轉自：https://blog.csdn.net/qq_18124075/article/details/78867536

說話人識別

這裏，博主對說話人兩個baseline模型應該matlab的MSR工具箱進行處理。

1、GMM-UBM說話人識別

這裏主要分爲4個步驟：

1、訓練UBM通用背景模型

2、最大後驗準則MAP從UBM通用背景模型裏面訓練每一個說話人的聲學模型

3、交叉得分

4、計算最終的測試效果，這裏用AUC和EER表示，可以方便與最近的深度學習方法做比較。

具體程序

設置環境參數：說話人有20個。每一幀的維度爲13，這裏可以根據MFCC的維度進行修改。一般語音數據都是單信道，這裏可以對信道進行設置，本實驗的信道爲10。

[plain] view plain copy

nSpeakers = 20;
nDims = 13; % dimensionality of feature vectors
nMixtures = 32; % How many mixtures used to generate data
nChannels = 10; % Number of channels (sessions) per speaker
nFrames = 100; % Frames per speaker (10 seconds assuming 100 Hz)
nWorkers = 1; % Number of parfor workers, if available

這裏爲了方便不用一般的語音數據庫如TIMIT，直接生產隨機多信道的音頻數據（10信道）。這裏trainSpeakerData和testSpeakerData爲20*10的cell，20爲說話人的個數，10爲說話人的信道數。每個說話人在訓練和測試集裏面是一一對應的。在每一個cell裏面維度爲13*100,13爲分幀之後的維度，100位幀數，在實際中分幀後的語音都會經過MFCC特徵提取。

[plain] view plain copy

% Pick random centers for all the mixtures.

> _任務清單_:
A – 根據說話人識別一文回答：
(i) GMM-UBM說話人識別主要分爲幾個步驟？
(ii) 最終的測試效果用哪兩個指標表示？
(iii) 設置環境參數時，說話人有多少個？
B – 把說話人識別一文從「這裏，博主對說話人兩個bas」起到「與最近的深度學習方法做比較。」止（含兩端）的部分重寫一遍，其中「通用背景模型」一律換成「全域背景模型」。

> _記錄_:
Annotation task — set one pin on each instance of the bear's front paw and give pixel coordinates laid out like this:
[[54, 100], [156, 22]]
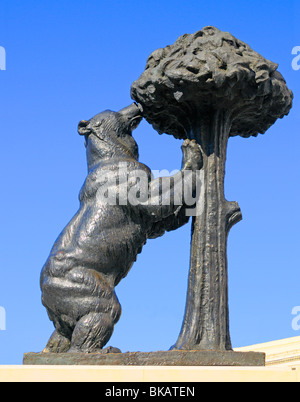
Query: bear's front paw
[[192, 155]]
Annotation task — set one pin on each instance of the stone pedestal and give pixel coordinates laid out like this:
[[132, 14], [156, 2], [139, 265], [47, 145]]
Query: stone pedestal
[[170, 358]]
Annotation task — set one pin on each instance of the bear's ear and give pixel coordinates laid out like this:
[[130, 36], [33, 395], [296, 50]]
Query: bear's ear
[[83, 127]]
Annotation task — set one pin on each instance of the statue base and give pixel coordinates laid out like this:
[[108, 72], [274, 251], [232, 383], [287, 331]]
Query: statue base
[[170, 358]]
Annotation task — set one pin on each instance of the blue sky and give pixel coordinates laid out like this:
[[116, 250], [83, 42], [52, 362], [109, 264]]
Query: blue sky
[[67, 61]]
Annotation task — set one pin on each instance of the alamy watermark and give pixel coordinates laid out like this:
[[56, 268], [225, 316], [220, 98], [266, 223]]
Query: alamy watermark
[[296, 59], [125, 186], [2, 58], [2, 319], [296, 320]]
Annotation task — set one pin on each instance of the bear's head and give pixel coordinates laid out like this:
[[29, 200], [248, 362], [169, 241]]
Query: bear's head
[[109, 134]]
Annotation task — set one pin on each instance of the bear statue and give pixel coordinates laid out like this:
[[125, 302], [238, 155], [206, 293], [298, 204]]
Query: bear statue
[[100, 244]]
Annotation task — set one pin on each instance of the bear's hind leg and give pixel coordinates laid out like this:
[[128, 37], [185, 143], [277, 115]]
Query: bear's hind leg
[[91, 333], [57, 344]]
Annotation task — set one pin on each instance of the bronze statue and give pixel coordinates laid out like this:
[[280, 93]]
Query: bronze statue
[[204, 89], [210, 86], [100, 244]]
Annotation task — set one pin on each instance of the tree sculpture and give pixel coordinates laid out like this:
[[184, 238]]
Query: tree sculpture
[[210, 86]]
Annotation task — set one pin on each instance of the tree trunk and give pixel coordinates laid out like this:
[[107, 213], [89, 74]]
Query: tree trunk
[[206, 321]]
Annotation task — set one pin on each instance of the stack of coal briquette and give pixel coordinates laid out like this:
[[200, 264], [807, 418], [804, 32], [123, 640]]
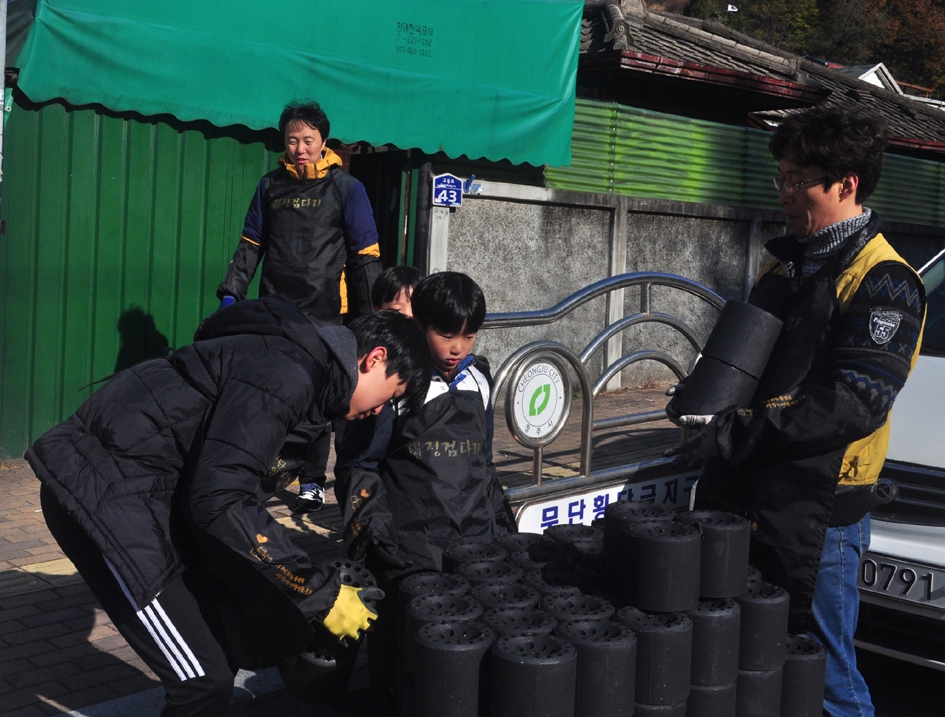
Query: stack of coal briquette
[[644, 613]]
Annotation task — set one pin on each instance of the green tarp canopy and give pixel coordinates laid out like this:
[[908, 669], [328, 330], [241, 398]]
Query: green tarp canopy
[[481, 78]]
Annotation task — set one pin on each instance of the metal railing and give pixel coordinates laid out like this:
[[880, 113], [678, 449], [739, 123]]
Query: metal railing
[[511, 370]]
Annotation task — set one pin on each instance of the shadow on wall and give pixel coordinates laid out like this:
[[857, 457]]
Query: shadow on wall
[[140, 339]]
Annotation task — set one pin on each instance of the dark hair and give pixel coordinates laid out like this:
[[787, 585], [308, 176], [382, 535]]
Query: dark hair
[[840, 141], [449, 302], [305, 111], [408, 354], [391, 282]]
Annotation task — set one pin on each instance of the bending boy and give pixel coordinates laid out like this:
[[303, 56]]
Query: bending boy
[[152, 489], [436, 480]]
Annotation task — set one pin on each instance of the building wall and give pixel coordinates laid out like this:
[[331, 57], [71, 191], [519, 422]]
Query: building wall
[[530, 248], [118, 231]]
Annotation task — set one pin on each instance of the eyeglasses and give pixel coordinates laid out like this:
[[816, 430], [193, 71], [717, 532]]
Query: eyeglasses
[[782, 185]]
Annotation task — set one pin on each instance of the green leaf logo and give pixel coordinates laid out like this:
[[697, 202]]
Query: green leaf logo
[[542, 394]]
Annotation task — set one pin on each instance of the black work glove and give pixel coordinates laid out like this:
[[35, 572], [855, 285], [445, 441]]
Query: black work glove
[[698, 447]]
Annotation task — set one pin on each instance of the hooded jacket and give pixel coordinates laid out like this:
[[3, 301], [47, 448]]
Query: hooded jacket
[[313, 229], [408, 486], [820, 416], [162, 466]]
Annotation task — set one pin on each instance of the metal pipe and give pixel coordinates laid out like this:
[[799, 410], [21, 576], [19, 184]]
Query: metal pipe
[[519, 494], [635, 419], [660, 356], [629, 321], [599, 288]]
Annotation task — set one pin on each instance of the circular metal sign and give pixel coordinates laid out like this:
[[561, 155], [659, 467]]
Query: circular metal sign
[[540, 401]]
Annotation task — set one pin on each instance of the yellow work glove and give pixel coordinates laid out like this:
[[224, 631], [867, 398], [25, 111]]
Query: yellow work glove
[[350, 614]]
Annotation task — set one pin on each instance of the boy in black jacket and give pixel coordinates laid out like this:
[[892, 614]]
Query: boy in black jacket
[[408, 486], [153, 488], [435, 480]]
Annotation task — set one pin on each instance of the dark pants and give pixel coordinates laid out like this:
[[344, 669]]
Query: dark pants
[[178, 635]]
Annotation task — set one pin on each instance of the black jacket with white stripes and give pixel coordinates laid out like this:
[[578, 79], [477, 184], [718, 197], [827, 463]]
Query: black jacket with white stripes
[[162, 467]]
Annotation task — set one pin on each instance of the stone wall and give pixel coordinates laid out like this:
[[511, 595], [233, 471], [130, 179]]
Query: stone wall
[[530, 248]]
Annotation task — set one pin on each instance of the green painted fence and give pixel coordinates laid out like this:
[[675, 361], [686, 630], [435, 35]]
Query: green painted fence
[[640, 153], [118, 231]]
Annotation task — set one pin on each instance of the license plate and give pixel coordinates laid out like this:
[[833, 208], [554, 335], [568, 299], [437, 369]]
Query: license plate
[[902, 580]]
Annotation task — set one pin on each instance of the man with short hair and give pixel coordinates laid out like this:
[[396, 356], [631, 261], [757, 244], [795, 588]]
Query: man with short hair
[[312, 226], [156, 487], [802, 460]]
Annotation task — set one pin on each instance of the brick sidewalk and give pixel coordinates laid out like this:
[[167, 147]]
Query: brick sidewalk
[[59, 651]]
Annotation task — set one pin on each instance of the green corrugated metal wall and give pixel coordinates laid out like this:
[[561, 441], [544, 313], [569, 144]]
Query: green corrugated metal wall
[[639, 153], [103, 215], [106, 214]]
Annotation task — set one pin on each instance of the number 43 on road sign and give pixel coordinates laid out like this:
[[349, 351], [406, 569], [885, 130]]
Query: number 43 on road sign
[[447, 191]]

> _參考答案_:
A –
(i) 4個步驟。
(ii) AUC和EER。
(iii) 20個。

B –
這裏，博主對說話人兩個baseline模型應該matlab的MSR工具箱進行處理。

1、GMM-UBM說話人識別

這裏主要分爲4個步驟：

1、訓練UBM全域背景模型

2、最大後驗準則MAP從UBM全域背景模型裏面訓練每一個說話人的聲學模型

3、交叉得分

4、計算最終的測試效果，這裏用AUC和EER表示，可以方便與最近的深度學習方法做比較。